**Questões propostas**.
A. Transcreva do texto fornecido o trecho que vai de "Tratamento em Pneumologia" até "Juiz de Fora.".
B. De acordo com o texto fornecido, como são realizados os agendamentos para o ambulatório pós-Covid do HU?

A secretaria destaca, ainda, que o tempo de reabilitação dos pacientes depende da gravidade das sequelas, da idade e da presença de outras comorbidades. “Por isso, é importante o trabalho de identificação realizado pelas equipes da atenção primária à saúde dos pacientes que já tiveram a Covid-19 e que apresentam qualquer agravo, principalmente os que passaram pela Unidade de Terapia Intensiva, para que o acompanhamento paciente seja realizado.”
Tratamento em Pneumologia
O Hospital Universitário da Universidade Federal de Juiz de Fora (HU-UFJF/Ebserh), que também atende pacientes do SUS, já criou um departamento específico para casos de sequelas pneumológicas. À Tribuna, o HU afirmou que “recentemente foram abertas vagas para um ambulatório específico de atendimento a pacientes pós-Covid em estado grave no serviço de pneumologia.” Conforme o HU, os agendamentos são realizados via sistema de regulação pela Secretaria de Saúde da Prefeitura de Juiz de Fora.

Dados de localização de pontos:
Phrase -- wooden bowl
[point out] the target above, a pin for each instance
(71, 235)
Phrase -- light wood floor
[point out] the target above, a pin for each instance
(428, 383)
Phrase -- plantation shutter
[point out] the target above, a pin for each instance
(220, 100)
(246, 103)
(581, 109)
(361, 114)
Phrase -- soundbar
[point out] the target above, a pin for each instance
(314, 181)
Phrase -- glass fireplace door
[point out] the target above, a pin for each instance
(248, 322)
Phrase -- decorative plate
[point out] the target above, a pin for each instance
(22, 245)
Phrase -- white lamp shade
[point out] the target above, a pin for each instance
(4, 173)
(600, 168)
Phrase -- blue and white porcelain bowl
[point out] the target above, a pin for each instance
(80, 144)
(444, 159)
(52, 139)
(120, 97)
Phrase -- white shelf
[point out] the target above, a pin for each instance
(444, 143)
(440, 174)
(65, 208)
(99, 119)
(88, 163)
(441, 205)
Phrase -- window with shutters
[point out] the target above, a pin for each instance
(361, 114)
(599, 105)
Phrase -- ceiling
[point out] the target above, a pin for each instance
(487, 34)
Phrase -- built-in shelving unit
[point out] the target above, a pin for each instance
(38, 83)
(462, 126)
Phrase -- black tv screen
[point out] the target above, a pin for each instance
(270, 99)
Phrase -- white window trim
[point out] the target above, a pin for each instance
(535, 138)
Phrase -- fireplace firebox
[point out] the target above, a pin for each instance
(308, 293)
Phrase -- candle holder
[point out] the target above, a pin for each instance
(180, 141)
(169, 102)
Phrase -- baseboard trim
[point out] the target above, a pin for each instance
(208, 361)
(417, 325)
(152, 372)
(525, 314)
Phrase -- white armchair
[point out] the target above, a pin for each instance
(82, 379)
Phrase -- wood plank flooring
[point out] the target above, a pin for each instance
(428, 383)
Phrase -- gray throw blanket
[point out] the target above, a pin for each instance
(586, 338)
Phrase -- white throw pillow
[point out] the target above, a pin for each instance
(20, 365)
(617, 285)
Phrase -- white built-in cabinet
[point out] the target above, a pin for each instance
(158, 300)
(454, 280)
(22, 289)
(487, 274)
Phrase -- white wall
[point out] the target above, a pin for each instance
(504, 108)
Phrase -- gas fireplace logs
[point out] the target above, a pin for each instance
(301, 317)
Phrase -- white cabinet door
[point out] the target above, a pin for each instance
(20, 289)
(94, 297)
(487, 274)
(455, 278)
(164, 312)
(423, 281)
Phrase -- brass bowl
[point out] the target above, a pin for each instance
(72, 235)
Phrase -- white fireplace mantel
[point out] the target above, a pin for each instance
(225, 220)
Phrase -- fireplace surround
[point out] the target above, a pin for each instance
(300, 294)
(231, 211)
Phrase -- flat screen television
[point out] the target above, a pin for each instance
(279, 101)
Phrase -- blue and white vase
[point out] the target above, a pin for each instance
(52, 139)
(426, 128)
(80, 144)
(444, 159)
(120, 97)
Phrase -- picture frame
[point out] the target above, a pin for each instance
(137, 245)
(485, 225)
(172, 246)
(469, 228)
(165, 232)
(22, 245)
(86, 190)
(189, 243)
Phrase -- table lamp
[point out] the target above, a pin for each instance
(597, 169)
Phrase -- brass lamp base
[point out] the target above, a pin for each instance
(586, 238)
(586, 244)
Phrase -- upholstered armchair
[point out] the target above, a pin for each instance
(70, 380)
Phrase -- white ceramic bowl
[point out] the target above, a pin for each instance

**Resultados em ordem**.
A.
Tratamento em Pneumologia
O Hospital Universitário da Universidade Federal de Juiz de Fora (HU-UFJF/Ebserh), que também atende pacientes do SUS, já criou um departamento específico para casos de sequelas pneumológicas. À Tribuna, o HU afirmou que “recentemente foram abertas vagas para um ambulatório específico de atendimento a pacientes pós-Covid em estado grave no serviço de pneumologia.” Conforme o HU, os agendamentos são realizados via sistema de regulação pela Secretaria de Saúde da Prefeitura de Juiz de Fora.

B. Via sistema de regulação, pela Secretaria de Saúde da Prefeitura de Juiz de Fora.